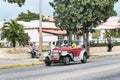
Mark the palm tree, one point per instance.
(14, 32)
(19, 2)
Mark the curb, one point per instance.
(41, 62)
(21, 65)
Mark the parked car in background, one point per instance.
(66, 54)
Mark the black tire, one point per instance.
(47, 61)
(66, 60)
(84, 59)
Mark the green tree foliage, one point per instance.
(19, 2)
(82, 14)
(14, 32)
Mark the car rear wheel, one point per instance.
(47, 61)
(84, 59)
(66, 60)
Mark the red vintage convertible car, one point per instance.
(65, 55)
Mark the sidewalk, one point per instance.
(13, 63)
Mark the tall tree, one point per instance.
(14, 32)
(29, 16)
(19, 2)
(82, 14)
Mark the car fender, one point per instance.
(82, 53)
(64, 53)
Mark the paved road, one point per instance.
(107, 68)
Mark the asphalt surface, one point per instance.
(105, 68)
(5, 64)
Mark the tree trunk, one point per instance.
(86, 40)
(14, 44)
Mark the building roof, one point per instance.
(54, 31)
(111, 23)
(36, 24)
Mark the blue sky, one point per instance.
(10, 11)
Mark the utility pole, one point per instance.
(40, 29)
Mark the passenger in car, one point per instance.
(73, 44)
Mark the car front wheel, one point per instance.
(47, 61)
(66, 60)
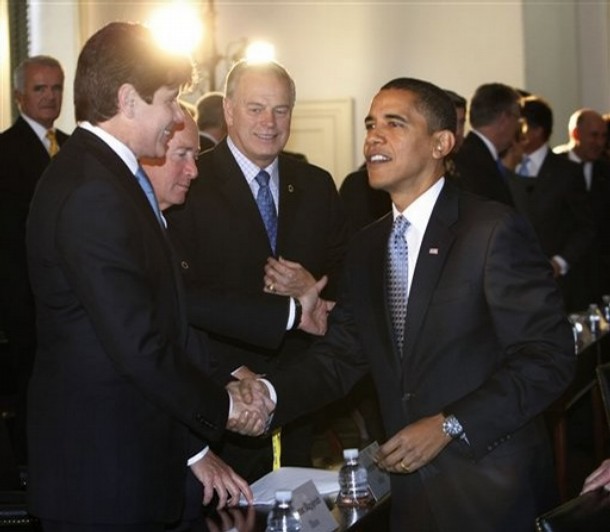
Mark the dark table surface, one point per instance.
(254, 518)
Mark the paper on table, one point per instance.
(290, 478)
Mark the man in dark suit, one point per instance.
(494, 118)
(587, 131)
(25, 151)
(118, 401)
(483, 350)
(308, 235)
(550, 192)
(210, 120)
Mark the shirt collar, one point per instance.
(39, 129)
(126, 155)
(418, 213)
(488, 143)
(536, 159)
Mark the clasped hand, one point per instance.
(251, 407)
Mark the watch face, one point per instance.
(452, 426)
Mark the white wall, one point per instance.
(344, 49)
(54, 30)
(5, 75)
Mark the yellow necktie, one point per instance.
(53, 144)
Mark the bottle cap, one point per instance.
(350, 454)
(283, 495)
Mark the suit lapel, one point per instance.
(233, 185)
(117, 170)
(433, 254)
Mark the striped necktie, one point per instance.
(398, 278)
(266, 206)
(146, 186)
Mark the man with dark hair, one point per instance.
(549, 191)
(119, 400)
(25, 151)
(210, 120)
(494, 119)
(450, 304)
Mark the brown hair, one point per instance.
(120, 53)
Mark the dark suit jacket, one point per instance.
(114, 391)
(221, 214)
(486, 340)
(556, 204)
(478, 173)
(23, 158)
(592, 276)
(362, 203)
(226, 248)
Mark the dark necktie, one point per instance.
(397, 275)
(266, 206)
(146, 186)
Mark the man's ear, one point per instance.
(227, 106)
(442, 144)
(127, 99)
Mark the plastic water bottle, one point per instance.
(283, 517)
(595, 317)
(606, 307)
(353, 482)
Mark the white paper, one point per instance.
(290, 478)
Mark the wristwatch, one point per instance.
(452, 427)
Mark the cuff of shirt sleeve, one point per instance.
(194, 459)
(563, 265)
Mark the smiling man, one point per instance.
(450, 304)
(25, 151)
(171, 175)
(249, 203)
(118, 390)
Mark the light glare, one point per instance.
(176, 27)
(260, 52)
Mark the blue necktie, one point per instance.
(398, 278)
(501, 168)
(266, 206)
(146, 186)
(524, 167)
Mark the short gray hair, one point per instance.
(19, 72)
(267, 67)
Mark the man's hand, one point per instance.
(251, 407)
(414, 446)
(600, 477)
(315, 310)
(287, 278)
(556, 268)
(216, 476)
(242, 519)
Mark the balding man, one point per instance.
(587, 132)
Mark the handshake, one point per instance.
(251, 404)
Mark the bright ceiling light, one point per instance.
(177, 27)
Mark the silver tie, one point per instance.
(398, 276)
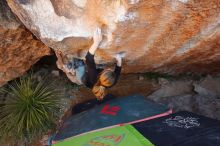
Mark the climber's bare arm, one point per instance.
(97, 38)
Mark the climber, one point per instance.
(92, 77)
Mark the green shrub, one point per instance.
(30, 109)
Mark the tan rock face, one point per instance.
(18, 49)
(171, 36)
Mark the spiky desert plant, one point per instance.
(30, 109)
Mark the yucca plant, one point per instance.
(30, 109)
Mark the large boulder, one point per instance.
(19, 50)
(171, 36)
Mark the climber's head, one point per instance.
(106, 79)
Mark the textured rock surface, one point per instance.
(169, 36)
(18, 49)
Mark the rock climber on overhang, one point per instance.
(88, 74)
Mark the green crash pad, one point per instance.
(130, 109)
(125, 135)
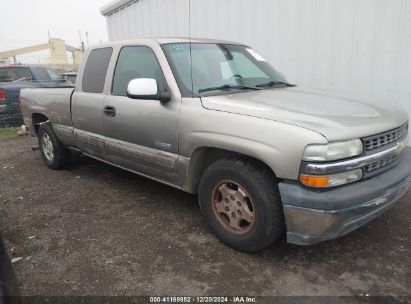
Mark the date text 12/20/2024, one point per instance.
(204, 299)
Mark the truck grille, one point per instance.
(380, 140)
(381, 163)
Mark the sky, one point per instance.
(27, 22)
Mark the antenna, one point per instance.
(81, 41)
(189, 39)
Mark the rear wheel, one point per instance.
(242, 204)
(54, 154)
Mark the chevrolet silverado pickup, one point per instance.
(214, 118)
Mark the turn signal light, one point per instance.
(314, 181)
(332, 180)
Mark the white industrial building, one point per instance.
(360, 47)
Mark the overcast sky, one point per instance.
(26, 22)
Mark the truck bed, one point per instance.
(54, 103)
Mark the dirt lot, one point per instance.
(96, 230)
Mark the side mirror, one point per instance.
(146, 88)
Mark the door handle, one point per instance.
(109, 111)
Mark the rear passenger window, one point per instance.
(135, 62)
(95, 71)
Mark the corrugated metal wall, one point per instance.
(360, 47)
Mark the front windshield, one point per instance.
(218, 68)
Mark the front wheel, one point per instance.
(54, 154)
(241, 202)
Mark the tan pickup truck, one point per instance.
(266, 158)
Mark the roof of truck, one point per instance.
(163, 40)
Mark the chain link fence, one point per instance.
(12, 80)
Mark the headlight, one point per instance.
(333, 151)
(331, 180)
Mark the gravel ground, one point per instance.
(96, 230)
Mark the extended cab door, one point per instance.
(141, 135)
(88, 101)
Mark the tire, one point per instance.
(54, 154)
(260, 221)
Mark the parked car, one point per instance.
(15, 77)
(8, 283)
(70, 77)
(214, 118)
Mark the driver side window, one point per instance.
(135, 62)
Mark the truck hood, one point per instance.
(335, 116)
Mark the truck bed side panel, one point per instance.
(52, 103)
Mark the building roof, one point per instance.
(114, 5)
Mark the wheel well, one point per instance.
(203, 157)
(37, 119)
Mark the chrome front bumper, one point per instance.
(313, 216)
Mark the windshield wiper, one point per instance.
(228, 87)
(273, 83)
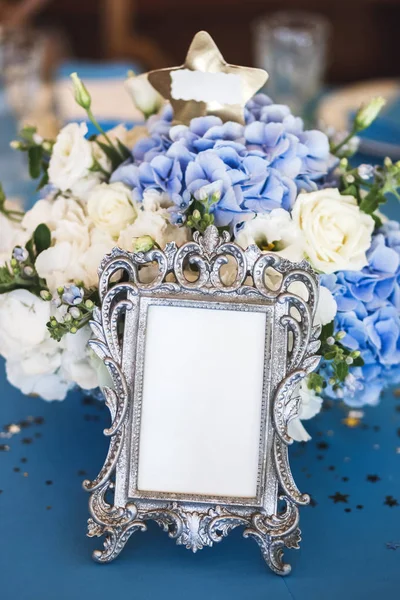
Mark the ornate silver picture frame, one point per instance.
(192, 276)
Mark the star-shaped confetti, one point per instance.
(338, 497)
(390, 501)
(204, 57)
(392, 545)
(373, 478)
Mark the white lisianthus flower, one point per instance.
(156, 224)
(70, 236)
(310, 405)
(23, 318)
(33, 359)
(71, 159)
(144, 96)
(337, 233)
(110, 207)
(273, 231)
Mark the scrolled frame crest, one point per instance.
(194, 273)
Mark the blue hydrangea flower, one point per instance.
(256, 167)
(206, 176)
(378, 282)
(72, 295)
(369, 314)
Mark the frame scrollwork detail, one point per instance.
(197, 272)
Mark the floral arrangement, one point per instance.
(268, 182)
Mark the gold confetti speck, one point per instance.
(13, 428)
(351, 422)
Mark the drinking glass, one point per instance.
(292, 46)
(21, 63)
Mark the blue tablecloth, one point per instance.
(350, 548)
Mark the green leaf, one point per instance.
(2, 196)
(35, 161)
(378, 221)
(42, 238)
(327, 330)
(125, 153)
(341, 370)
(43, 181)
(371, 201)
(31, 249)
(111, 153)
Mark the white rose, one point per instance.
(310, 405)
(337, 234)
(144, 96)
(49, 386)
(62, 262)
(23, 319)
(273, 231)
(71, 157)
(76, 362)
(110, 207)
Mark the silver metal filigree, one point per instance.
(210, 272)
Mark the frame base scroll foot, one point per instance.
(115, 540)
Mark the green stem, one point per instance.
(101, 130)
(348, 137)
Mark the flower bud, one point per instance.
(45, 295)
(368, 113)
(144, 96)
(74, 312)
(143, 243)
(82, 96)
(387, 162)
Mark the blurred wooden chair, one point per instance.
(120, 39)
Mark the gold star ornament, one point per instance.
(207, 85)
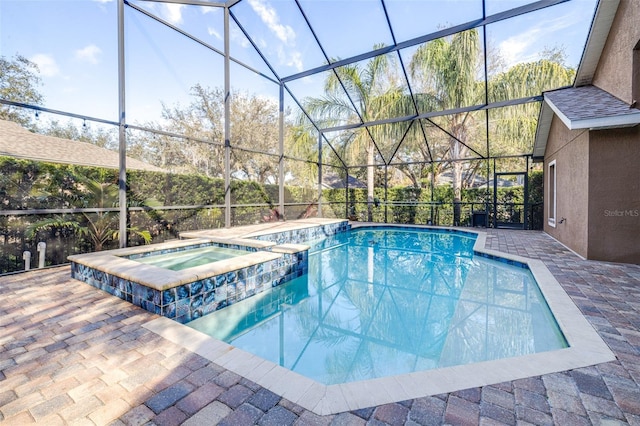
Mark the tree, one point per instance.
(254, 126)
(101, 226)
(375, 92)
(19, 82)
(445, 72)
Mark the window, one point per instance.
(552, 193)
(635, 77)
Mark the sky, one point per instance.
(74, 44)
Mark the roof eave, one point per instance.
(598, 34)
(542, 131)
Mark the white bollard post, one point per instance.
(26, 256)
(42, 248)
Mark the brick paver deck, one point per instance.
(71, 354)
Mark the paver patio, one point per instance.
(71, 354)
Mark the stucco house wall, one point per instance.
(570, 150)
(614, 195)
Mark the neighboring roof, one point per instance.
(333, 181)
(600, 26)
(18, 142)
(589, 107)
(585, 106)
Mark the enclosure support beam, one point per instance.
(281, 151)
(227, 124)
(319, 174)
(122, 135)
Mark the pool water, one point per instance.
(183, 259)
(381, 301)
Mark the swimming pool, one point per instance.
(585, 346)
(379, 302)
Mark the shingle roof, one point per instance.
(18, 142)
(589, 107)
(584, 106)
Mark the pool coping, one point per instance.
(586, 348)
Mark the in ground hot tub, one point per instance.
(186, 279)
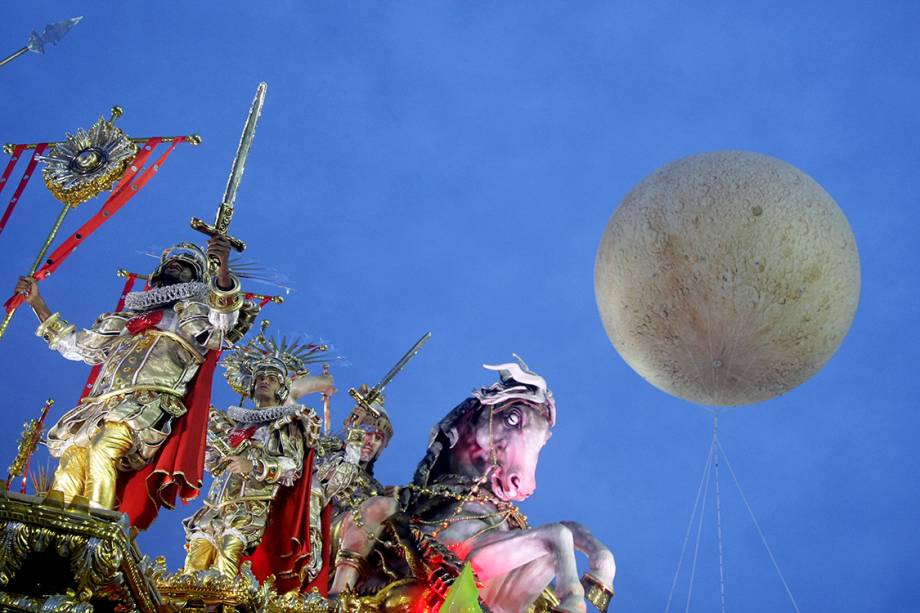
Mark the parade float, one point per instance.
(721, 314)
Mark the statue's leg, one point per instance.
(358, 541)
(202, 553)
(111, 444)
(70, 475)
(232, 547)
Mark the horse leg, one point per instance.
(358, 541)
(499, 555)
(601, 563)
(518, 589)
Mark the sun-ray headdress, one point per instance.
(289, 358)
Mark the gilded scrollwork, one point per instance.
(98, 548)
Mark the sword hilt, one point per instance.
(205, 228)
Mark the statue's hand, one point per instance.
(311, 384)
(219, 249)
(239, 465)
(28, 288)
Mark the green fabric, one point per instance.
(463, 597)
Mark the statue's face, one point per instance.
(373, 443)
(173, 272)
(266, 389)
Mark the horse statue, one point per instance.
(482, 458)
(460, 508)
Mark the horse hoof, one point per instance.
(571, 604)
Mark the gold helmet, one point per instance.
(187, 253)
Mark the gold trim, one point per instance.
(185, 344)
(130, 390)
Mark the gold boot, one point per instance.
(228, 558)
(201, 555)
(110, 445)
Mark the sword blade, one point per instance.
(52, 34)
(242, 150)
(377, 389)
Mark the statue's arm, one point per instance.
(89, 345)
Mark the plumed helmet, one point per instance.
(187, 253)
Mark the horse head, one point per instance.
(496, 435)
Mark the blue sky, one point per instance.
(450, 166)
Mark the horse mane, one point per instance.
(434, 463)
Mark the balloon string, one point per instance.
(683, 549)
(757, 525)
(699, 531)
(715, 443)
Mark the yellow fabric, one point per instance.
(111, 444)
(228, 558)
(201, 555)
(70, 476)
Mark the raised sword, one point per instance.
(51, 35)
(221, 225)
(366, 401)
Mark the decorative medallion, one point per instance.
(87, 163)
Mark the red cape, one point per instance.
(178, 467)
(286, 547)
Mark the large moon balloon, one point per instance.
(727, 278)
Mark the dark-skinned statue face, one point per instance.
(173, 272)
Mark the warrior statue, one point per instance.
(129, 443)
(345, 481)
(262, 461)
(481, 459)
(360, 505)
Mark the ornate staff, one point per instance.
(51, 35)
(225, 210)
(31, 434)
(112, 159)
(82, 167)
=-=-=-=-=
- What to do: Set down, word for word, every line from the line that holds "Mark the balloon" to the end of the entries above, including both ends.

- Output for this exercise:
Mark the balloon string, one point per instance.
(683, 549)
(757, 525)
(699, 531)
(715, 443)
Mark the yellow fabric, one point per instance.
(111, 444)
(228, 558)
(201, 555)
(70, 476)
Mark the raised sword, one point per instance.
(51, 35)
(221, 225)
(366, 401)
Mark the decorative medallion, one point per instance.
(87, 163)
Mark the red cape, one point per instance.
(178, 467)
(286, 547)
Mark the large moon balloon, one point per instance.
(727, 278)
Mark the dark-skinned statue face, one point per instance.
(173, 272)
Mark the warrior statue, one point per instance.
(129, 443)
(345, 481)
(262, 461)
(481, 459)
(360, 505)
Mark the ornate staff, one point per instance.
(51, 35)
(225, 210)
(31, 434)
(112, 159)
(82, 167)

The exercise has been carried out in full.